>> BEGIN Given data

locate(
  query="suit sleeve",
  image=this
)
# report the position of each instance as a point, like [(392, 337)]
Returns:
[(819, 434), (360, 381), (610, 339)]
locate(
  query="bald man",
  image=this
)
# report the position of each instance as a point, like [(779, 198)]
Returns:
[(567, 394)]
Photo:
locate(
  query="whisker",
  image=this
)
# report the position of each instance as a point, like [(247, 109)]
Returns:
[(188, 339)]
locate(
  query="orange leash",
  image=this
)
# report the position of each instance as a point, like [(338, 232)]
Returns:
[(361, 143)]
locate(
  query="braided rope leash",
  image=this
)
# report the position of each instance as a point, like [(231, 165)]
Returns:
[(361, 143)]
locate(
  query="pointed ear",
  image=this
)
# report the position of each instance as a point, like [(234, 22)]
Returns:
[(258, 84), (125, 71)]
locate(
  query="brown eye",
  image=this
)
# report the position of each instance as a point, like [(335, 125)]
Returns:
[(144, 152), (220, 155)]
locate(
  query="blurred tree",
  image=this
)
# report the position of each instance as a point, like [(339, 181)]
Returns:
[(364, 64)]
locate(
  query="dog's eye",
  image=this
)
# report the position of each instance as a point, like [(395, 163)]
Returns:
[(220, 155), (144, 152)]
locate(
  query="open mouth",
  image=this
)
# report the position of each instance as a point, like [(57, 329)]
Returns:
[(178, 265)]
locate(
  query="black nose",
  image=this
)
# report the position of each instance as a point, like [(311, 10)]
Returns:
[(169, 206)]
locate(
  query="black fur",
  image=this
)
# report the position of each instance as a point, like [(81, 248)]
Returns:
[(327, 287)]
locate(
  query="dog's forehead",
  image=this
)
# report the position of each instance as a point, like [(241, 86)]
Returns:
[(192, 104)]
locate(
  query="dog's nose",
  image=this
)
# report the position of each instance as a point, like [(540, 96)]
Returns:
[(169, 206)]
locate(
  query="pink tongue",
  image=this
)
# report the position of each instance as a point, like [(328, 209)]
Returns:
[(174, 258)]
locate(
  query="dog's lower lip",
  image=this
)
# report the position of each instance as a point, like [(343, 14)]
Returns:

>> END Given data

Objective:
Please transcribe all of the items above, reproducing every line without change.

Full solution:
locate(
  query="suit sleeve",
  image=this
)
# report the position of each instance as a point, like [(392, 337)]
Returns:
[(819, 434), (360, 381), (610, 339)]
locate(
  query="bald man",
  image=this
)
# report the position of each instance as a point, like [(779, 198)]
Returns:
[(567, 394)]
Photo:
locate(
  query="whisker",
  image=this
)
# report the position of each instance as a point, like [(247, 109)]
Returns:
[(188, 339)]
locate(
  query="orange leash",
  image=this
)
# report the position of each instance as a point, like [(338, 232)]
Returns:
[(361, 143)]
locate(
  query="braided rope leash",
  image=this
)
# report the position of each instance as a point, like [(231, 165)]
Returns:
[(361, 143)]
locate(
  query="pointed ear",
  image=this
)
# report the position of each instance as a point, like [(234, 22)]
Returns:
[(258, 84), (125, 71)]
locate(
  query="brown eye",
  image=this
)
# report the position of each instance as a point, like [(335, 125)]
Returns:
[(144, 152), (220, 155)]
locate(
  query="blurred tree",
  image=this
)
# report the position of each instance as a point, like [(339, 181)]
Returns:
[(364, 64)]
locate(
  query="dog's eye",
  image=this
)
# report the position of each instance as a point, like [(395, 163)]
Returns:
[(220, 155), (144, 152)]
locate(
  query="open mouth",
  image=this
)
# report the position of each instance as a point, like [(57, 329)]
Returns:
[(178, 265)]
locate(
  query="black nose",
  image=this
)
# report the position of each instance as a point, like [(311, 10)]
Returns:
[(169, 206)]
locate(
  query="black fur",
  image=this
)
# report the position of each instance as a point, like [(81, 248)]
Returns:
[(327, 287)]
locate(
  query="dog's forehead",
  image=this
)
# report the position of each instance as a point, like [(241, 86)]
Returns:
[(192, 104)]
locate(
  query="dog's nose",
  image=this
)
# report the position of each instance as a point, like [(540, 96)]
Returns:
[(169, 206)]
locate(
  query="pink tongue",
  image=this
)
# report the position of each instance as a point, like [(328, 209)]
Returns:
[(174, 258)]
locate(
  query="dog's lower lip",
  image=this
)
# report the position of each instance as a point, like [(343, 14)]
Returns:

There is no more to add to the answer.